----- Ausgangseinträge

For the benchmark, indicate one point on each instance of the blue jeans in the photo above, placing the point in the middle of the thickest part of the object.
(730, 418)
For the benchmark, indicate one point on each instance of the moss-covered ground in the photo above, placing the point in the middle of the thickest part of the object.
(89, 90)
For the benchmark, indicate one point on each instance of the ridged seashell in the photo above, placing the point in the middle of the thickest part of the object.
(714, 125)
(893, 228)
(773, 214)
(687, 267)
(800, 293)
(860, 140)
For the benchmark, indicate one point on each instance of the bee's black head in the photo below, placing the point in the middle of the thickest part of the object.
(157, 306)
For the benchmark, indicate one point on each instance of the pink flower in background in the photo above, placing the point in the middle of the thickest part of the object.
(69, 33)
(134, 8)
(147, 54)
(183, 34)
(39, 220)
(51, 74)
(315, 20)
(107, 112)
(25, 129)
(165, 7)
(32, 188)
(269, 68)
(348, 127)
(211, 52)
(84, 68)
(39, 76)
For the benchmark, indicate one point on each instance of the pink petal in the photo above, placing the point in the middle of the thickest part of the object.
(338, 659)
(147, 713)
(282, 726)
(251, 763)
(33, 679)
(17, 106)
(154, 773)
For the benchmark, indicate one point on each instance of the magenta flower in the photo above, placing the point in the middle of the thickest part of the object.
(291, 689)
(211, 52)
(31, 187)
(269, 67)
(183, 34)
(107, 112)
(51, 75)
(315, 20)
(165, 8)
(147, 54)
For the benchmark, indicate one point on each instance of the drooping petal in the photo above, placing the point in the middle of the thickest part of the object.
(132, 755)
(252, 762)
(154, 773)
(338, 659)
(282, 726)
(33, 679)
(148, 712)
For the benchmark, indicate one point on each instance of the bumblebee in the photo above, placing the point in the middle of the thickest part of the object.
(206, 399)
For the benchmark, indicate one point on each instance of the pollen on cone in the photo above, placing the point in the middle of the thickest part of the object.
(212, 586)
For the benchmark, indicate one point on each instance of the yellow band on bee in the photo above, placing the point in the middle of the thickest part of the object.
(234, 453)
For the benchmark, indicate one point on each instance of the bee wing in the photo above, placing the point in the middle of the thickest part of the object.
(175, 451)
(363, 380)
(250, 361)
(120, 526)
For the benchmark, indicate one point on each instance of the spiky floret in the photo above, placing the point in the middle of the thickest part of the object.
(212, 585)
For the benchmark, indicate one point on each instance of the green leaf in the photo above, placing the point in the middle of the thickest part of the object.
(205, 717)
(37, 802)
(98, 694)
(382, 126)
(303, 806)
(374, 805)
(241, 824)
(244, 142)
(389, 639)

----------

Tausche in allen Einträgen „thickest part“ gegen „widest part“ aus und gib die Zeilen sonst unverändert wieder.

For the benchmark, indicate one point on each instance of the blue jeans in the photo above, placing the point in the middle of the widest part of the object.
(730, 418)
For the benchmark, indicate one point on each instance of the moss-covered ground in the photo above, placing the point in the middle of the widest part of the object.
(89, 90)
For the benchmark, indicate one point on each instance of the ridged seashell in the photo above, placing the point in the middle of the widest part of the object.
(714, 125)
(893, 228)
(773, 214)
(687, 267)
(800, 293)
(860, 140)
For the benchmark, indicate one point on each instance of the bee's black head in the photo below, placing the point in the middle of the widest part of the object.
(157, 306)
For the benchmark, indicate one point on each instance of the pink flower in background in the photo above, placing the point in the middle of the widest part of the object.
(69, 33)
(134, 8)
(147, 54)
(183, 34)
(39, 220)
(51, 74)
(315, 20)
(107, 112)
(25, 129)
(165, 7)
(32, 188)
(269, 68)
(348, 127)
(211, 52)
(84, 68)
(39, 76)
For the benchmark, indicate one point on each instance of the pink petal in the photo above, placing the point in the middle of the widest part of the object.
(338, 659)
(147, 713)
(282, 726)
(251, 763)
(33, 679)
(17, 106)
(154, 773)
For the benchmark, indicate one point on each instance of the magenta flower in the photo above, placing the point in the middle of the widest part of the object.
(291, 689)
(211, 52)
(31, 187)
(269, 67)
(183, 34)
(107, 112)
(51, 75)
(315, 20)
(165, 8)
(147, 54)
For the benchmark, indicate one point on each instance of the drooping petal in the photo above, placing the point in the middle of the widest part of the object.
(132, 755)
(252, 762)
(154, 773)
(338, 659)
(282, 726)
(33, 679)
(148, 712)
For the benchmark, indicate one point on each instance of the bumblebee in the photo above, placing the point in the middle of the widest part of the object.
(206, 399)
For the benchmark, indicate one point on each instance of the pollen on cone in the photo above, placing the point in the middle of the widest part of the object.
(212, 586)
For the benchmark, indicate one point on each instance of the yellow band on bee in the photo above, placing the point in the middle of the widest part of the object.
(234, 453)
For the benchmark, indicate one point on each instance of the bee wing in the photo above, placing the point in the middle of the widest part of the object.
(175, 451)
(363, 380)
(250, 361)
(120, 526)
For the benchmark, indicate one point on each instance of the spiky floret in the photo above, placing the point in the middle of the widest part of the object.
(212, 585)
For the benchmark, indicate one point on each instance of the green leaf in the photo above, placing the point in the middle of the widest part of the object.
(205, 717)
(37, 802)
(98, 694)
(382, 126)
(303, 806)
(374, 805)
(241, 824)
(244, 142)
(389, 639)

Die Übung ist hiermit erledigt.